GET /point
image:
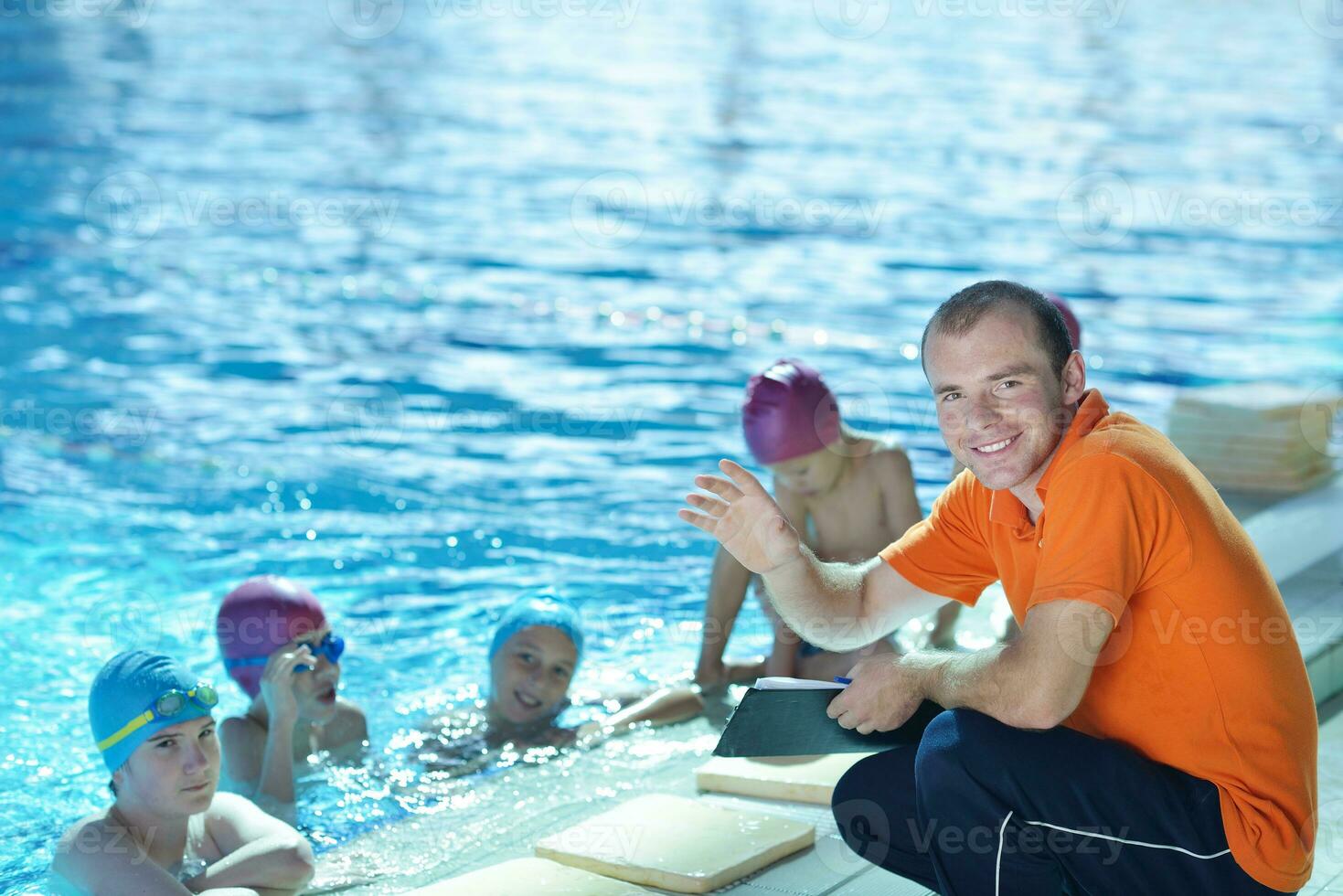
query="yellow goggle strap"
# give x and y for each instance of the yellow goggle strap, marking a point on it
(126, 730)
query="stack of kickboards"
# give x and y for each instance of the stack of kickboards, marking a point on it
(1257, 437)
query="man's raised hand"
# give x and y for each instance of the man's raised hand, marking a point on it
(744, 518)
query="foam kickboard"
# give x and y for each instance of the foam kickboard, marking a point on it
(805, 779)
(677, 844)
(1248, 402)
(530, 878)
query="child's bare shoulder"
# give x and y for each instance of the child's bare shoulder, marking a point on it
(80, 847)
(240, 732)
(884, 457)
(349, 727)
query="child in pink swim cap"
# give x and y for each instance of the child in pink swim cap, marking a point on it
(847, 493)
(282, 652)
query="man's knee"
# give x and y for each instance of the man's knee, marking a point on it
(954, 741)
(861, 818)
(873, 812)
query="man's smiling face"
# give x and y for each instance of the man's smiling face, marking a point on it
(1001, 409)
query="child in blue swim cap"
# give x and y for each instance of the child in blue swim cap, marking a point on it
(168, 830)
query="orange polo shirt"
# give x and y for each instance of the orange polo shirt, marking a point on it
(1202, 670)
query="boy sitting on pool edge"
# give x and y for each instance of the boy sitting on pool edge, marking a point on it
(847, 492)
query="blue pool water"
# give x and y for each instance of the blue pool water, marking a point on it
(429, 316)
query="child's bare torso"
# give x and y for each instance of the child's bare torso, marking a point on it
(850, 523)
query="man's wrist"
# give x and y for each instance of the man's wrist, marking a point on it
(927, 672)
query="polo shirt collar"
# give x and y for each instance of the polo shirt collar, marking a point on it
(1005, 508)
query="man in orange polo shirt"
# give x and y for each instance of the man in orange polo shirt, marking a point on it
(1153, 729)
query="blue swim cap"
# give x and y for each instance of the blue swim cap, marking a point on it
(126, 687)
(540, 607)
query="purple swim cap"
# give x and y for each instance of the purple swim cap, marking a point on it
(1074, 326)
(260, 617)
(789, 411)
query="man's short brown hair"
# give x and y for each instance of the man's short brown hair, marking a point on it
(962, 312)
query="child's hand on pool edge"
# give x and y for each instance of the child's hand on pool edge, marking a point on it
(744, 518)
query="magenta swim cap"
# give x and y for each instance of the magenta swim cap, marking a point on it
(789, 411)
(260, 617)
(1074, 326)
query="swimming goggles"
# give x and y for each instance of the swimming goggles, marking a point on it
(331, 646)
(169, 703)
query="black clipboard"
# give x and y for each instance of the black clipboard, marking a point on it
(794, 723)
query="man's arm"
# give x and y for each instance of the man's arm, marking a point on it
(1036, 681)
(836, 606)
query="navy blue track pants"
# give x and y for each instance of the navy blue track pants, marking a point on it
(982, 807)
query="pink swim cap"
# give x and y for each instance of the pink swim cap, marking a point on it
(789, 411)
(260, 617)
(1074, 328)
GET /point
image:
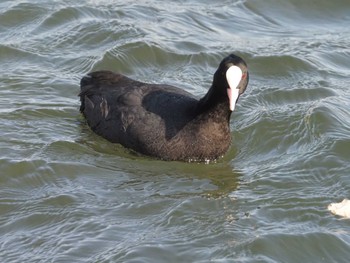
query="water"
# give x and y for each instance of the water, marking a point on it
(69, 196)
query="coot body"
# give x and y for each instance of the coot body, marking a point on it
(163, 121)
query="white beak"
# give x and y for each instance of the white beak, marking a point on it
(233, 75)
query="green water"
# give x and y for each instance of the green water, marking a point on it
(67, 195)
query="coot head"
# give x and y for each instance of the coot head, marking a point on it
(231, 79)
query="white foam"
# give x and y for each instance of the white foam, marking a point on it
(341, 209)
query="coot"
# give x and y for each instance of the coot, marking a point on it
(163, 121)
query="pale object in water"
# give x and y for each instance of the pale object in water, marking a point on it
(341, 209)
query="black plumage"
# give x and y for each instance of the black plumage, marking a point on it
(159, 120)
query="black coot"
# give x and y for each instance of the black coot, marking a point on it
(163, 121)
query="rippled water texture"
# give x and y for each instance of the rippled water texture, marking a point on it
(67, 195)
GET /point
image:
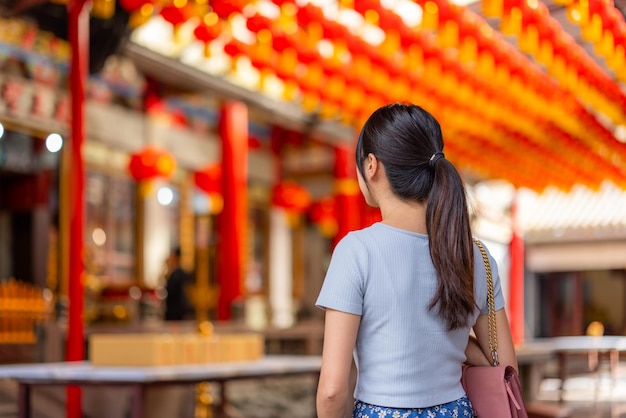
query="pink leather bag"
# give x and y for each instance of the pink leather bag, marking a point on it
(494, 391)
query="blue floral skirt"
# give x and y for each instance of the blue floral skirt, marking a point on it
(461, 408)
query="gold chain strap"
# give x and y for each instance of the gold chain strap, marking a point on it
(491, 304)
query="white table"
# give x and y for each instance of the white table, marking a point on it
(83, 373)
(564, 348)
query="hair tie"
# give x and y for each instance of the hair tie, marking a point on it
(435, 157)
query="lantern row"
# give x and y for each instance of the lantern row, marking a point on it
(522, 118)
(604, 26)
(543, 37)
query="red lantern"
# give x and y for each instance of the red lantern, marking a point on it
(225, 8)
(133, 5)
(206, 33)
(291, 197)
(323, 213)
(151, 162)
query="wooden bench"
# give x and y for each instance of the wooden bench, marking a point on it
(547, 410)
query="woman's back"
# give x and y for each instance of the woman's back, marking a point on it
(405, 354)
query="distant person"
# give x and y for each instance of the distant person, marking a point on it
(178, 307)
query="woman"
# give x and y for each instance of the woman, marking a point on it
(403, 295)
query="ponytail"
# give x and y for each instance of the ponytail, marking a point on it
(408, 141)
(451, 245)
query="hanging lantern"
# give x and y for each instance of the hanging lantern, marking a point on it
(323, 213)
(133, 5)
(176, 16)
(209, 180)
(292, 197)
(151, 162)
(103, 9)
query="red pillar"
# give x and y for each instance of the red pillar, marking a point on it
(516, 281)
(347, 193)
(78, 31)
(232, 221)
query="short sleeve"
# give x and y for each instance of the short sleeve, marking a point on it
(342, 289)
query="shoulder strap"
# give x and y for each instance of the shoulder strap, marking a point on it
(493, 335)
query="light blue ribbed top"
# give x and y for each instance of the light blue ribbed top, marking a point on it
(405, 356)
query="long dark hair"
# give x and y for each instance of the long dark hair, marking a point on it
(408, 141)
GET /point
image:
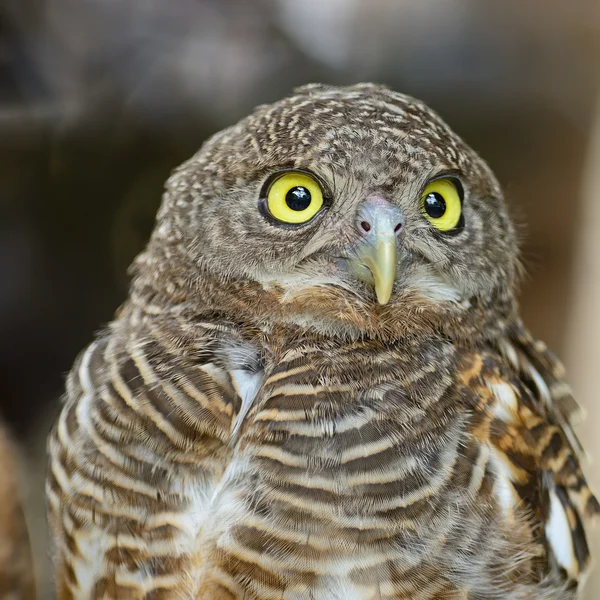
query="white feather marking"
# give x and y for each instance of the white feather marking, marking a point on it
(558, 534)
(505, 492)
(246, 385)
(506, 406)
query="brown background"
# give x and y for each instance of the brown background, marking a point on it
(100, 99)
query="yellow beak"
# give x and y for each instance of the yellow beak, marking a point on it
(374, 258)
(380, 259)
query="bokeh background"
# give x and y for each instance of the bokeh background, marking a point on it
(101, 99)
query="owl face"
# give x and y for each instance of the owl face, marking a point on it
(343, 201)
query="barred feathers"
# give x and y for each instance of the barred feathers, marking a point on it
(323, 470)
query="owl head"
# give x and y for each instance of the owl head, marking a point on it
(351, 211)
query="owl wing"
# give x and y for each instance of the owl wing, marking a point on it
(16, 569)
(522, 416)
(135, 458)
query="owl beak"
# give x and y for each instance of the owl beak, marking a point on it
(374, 258)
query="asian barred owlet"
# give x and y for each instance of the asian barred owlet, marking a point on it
(319, 387)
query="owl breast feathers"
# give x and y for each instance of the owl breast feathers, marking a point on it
(319, 387)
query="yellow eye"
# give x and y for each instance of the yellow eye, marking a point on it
(294, 198)
(441, 205)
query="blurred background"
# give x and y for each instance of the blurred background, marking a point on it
(101, 99)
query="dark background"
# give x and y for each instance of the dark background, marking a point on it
(100, 99)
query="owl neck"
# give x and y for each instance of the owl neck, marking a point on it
(322, 312)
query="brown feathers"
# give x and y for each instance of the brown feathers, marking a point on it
(256, 425)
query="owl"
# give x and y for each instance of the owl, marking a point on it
(319, 387)
(16, 567)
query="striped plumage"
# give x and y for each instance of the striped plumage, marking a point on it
(267, 430)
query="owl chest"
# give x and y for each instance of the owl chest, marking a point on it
(333, 478)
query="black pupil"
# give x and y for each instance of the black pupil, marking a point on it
(435, 205)
(298, 198)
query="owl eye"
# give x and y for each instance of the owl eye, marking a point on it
(294, 198)
(441, 204)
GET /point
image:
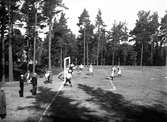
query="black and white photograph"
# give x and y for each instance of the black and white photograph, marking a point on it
(83, 60)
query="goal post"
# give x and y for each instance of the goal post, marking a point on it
(67, 62)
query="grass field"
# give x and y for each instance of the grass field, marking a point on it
(140, 96)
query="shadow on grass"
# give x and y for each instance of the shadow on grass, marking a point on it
(122, 110)
(63, 108)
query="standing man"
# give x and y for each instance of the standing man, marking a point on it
(2, 103)
(68, 76)
(21, 91)
(34, 84)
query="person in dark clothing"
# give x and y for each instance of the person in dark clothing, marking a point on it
(21, 91)
(68, 76)
(34, 84)
(2, 104)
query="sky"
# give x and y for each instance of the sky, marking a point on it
(112, 10)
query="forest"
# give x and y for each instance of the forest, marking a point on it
(144, 45)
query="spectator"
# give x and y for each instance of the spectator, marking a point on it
(2, 103)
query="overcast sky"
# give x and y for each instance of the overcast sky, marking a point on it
(119, 10)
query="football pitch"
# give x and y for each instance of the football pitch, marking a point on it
(140, 95)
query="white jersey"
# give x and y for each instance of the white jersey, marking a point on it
(91, 68)
(67, 74)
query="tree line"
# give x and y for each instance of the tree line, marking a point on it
(145, 44)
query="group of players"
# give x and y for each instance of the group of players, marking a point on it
(115, 71)
(67, 74)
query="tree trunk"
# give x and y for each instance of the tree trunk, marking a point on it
(50, 27)
(35, 37)
(10, 46)
(87, 54)
(3, 58)
(113, 55)
(98, 46)
(84, 48)
(141, 59)
(61, 56)
(151, 57)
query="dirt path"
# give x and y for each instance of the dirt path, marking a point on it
(20, 109)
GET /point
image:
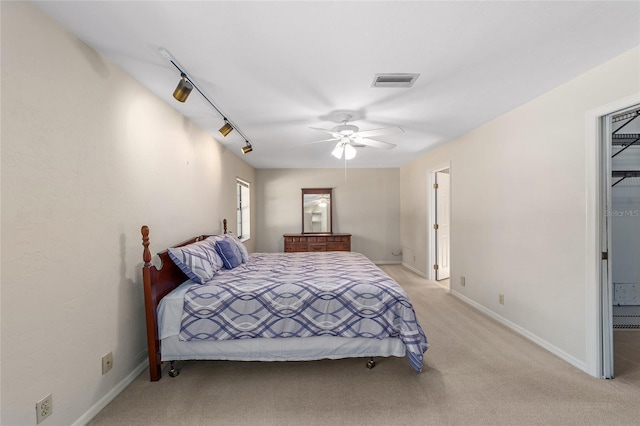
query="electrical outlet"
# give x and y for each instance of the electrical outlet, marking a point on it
(44, 408)
(107, 362)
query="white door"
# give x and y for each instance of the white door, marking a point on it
(442, 225)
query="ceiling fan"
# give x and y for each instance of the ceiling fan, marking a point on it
(349, 137)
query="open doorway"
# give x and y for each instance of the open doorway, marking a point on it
(439, 225)
(620, 282)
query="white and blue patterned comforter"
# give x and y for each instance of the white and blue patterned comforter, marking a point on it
(279, 295)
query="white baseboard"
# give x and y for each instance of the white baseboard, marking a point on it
(111, 395)
(412, 269)
(525, 333)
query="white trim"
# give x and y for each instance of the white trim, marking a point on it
(412, 269)
(111, 395)
(593, 226)
(431, 214)
(523, 332)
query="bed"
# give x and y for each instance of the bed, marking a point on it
(272, 306)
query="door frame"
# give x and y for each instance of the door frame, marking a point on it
(597, 350)
(431, 217)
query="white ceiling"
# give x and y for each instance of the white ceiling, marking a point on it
(277, 68)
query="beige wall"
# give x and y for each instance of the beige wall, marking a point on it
(366, 205)
(88, 157)
(519, 208)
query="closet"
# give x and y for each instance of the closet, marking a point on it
(624, 215)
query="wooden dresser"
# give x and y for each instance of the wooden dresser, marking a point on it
(316, 242)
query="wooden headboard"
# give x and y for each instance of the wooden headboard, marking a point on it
(157, 284)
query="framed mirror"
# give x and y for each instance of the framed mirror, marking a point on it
(317, 211)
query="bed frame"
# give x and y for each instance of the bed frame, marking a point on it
(157, 284)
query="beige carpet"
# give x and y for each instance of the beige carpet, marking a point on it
(476, 372)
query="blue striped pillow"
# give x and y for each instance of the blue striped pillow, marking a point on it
(197, 260)
(229, 253)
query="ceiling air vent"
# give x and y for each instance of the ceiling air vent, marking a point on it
(394, 80)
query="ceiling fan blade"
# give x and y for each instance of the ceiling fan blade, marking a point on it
(332, 133)
(374, 143)
(380, 132)
(324, 140)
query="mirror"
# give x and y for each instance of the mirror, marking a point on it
(316, 211)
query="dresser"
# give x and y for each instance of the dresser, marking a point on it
(316, 242)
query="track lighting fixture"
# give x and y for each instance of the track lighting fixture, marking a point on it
(184, 88)
(187, 84)
(247, 148)
(226, 129)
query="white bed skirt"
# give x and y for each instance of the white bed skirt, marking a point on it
(285, 349)
(261, 349)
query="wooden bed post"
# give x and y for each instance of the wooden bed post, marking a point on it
(153, 344)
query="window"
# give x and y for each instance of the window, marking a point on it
(243, 209)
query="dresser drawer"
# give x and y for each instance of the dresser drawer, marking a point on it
(338, 247)
(316, 242)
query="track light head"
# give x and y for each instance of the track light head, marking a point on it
(184, 88)
(247, 148)
(226, 129)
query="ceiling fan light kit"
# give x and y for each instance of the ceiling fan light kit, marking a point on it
(349, 137)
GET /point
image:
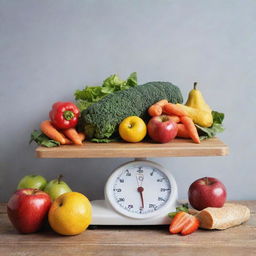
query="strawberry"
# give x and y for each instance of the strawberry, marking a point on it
(184, 223)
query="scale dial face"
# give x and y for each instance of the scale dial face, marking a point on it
(140, 189)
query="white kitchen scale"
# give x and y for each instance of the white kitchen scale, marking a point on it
(139, 192)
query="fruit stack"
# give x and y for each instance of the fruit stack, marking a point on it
(68, 213)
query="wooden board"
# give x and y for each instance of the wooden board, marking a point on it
(176, 148)
(145, 240)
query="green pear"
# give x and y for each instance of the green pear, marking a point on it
(32, 181)
(57, 187)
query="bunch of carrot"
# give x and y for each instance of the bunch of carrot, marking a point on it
(65, 136)
(186, 127)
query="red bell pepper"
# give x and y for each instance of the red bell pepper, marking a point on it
(64, 115)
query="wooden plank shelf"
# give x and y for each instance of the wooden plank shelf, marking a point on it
(130, 240)
(176, 148)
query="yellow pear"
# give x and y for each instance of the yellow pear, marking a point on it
(196, 100)
(199, 116)
(70, 214)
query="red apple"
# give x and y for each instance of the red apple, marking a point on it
(27, 209)
(207, 192)
(162, 129)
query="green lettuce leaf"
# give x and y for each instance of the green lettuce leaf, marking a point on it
(92, 94)
(217, 127)
(42, 140)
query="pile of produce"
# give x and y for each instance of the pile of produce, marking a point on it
(123, 110)
(36, 200)
(207, 210)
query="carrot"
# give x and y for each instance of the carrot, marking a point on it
(156, 108)
(72, 134)
(82, 136)
(173, 109)
(182, 131)
(175, 119)
(190, 126)
(49, 130)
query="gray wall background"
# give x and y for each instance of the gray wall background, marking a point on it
(48, 49)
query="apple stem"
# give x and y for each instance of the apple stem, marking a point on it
(60, 177)
(34, 191)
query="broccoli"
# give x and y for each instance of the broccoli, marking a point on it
(101, 119)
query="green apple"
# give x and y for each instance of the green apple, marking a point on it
(57, 187)
(32, 181)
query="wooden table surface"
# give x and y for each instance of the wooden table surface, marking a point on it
(177, 147)
(118, 241)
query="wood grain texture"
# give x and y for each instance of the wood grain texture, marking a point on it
(176, 148)
(116, 241)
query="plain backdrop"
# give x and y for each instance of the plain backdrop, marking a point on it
(48, 49)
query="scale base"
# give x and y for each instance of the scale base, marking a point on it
(103, 214)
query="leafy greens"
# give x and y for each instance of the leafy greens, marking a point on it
(42, 140)
(217, 127)
(92, 94)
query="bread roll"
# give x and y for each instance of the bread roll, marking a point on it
(221, 218)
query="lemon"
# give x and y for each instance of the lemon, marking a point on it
(132, 129)
(70, 214)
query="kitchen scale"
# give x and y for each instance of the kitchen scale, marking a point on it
(139, 192)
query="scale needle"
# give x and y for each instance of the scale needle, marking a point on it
(140, 190)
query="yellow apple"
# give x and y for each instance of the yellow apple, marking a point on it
(70, 214)
(132, 129)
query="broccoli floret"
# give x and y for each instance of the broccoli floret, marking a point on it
(101, 119)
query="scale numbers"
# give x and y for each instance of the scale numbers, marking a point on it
(141, 190)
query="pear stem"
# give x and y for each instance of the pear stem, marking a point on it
(60, 177)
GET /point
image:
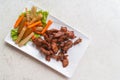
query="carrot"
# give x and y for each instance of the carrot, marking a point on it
(18, 21)
(47, 26)
(34, 24)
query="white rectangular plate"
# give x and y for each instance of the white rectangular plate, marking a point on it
(75, 53)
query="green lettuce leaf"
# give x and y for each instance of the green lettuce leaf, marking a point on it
(14, 34)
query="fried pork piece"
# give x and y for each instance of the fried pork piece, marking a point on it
(54, 47)
(77, 41)
(67, 45)
(70, 34)
(63, 29)
(56, 43)
(50, 32)
(47, 57)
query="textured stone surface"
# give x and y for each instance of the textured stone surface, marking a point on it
(99, 19)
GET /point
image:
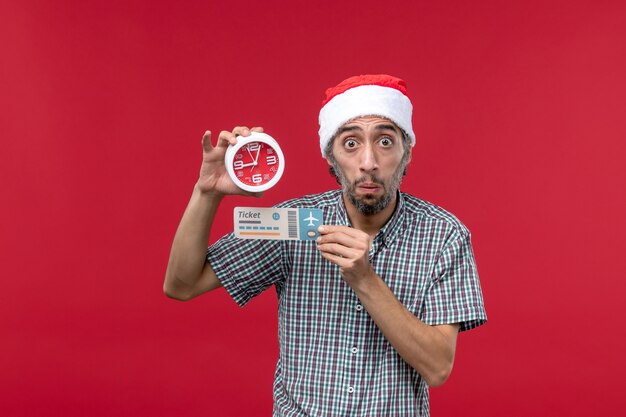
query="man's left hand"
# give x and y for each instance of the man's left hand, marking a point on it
(347, 248)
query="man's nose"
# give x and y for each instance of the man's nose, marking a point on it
(368, 159)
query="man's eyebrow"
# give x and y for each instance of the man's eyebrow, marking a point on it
(387, 127)
(345, 129)
(359, 129)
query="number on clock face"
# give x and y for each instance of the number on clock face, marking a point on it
(255, 163)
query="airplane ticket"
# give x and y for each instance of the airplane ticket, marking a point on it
(277, 223)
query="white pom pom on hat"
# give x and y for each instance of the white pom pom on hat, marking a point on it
(365, 95)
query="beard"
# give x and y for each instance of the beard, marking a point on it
(369, 204)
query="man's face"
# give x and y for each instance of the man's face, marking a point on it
(369, 159)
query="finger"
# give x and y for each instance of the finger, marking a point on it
(339, 238)
(206, 141)
(337, 260)
(359, 241)
(226, 138)
(339, 250)
(328, 229)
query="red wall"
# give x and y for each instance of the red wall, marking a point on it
(519, 113)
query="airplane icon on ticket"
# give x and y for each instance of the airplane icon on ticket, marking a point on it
(311, 219)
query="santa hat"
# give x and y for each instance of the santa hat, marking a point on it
(365, 95)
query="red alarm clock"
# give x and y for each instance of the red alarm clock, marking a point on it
(255, 163)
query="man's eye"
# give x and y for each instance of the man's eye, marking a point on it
(350, 144)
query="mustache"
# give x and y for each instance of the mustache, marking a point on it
(368, 178)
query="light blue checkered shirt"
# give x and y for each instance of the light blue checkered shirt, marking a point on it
(333, 360)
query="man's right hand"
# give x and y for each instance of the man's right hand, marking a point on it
(214, 178)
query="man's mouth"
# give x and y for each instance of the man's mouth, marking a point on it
(369, 187)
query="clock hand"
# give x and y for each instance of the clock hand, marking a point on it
(257, 155)
(250, 153)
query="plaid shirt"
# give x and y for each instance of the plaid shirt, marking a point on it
(333, 360)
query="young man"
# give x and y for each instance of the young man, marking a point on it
(369, 314)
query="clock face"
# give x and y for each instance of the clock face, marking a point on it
(256, 163)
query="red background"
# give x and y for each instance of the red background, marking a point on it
(519, 113)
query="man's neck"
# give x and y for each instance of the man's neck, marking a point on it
(370, 224)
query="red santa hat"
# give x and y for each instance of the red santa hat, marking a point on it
(365, 95)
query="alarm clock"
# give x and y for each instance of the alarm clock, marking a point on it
(255, 163)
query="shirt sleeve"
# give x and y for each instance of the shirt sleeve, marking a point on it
(455, 295)
(245, 267)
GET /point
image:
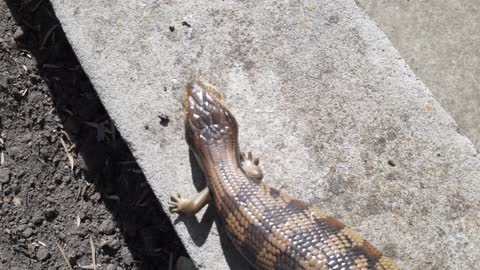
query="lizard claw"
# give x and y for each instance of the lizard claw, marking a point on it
(179, 204)
(250, 166)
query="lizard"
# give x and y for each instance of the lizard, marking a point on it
──────────
EXERCISE:
Render everything from the start of the records down to and including the line that contains "(1202, 670)" as a numbered list. Skip blank lines and leave the pictures out.

TASK SOLUTION:
1. GET /point
2. image:
3. query="yellow goggle strap"
4. # give x and y for each instance of the yellow goggle strap, marking a point on it
5. (126, 730)
6. query="stack of kickboards"
7. # give x and y for each instance of the stack of kickboards, marking a point on it
8. (1257, 437)
9. query="man's raised hand"
10. # give x and y for each instance of the man's raised hand, marking a point on it
11. (744, 518)
12. query="foam kickboard"
13. # give x and y for each instance of the foam kickboard, marking a point on it
14. (805, 779)
15. (677, 844)
16. (1248, 402)
17. (530, 878)
18. query="child's bare shoulder"
19. # give x and y for each instance of the child's bare shoulder, marking a point on it
20. (80, 847)
21. (240, 732)
22. (884, 457)
23. (349, 727)
24. query="child in pink swim cap"
25. # give x and y for each instance of the child in pink swim cap, marking a point on it
26. (847, 493)
27. (282, 652)
28. query="man's knee"
29. # give x and y for each instance of the man's knee, marking a point on it
30. (954, 741)
31. (861, 818)
32. (873, 812)
33. query="man's smiling face"
34. # give x and y for each instance of the man's smiling face, marking a point on it
35. (1001, 409)
36. query="child in blue swim cap"
37. # give x and y for each instance of the child in blue swim cap, marking a point on it
38. (168, 830)
39. query="orange polo shirt"
40. # give x and y for each instance of the orange polo shirt, marking a point on it
41. (1202, 670)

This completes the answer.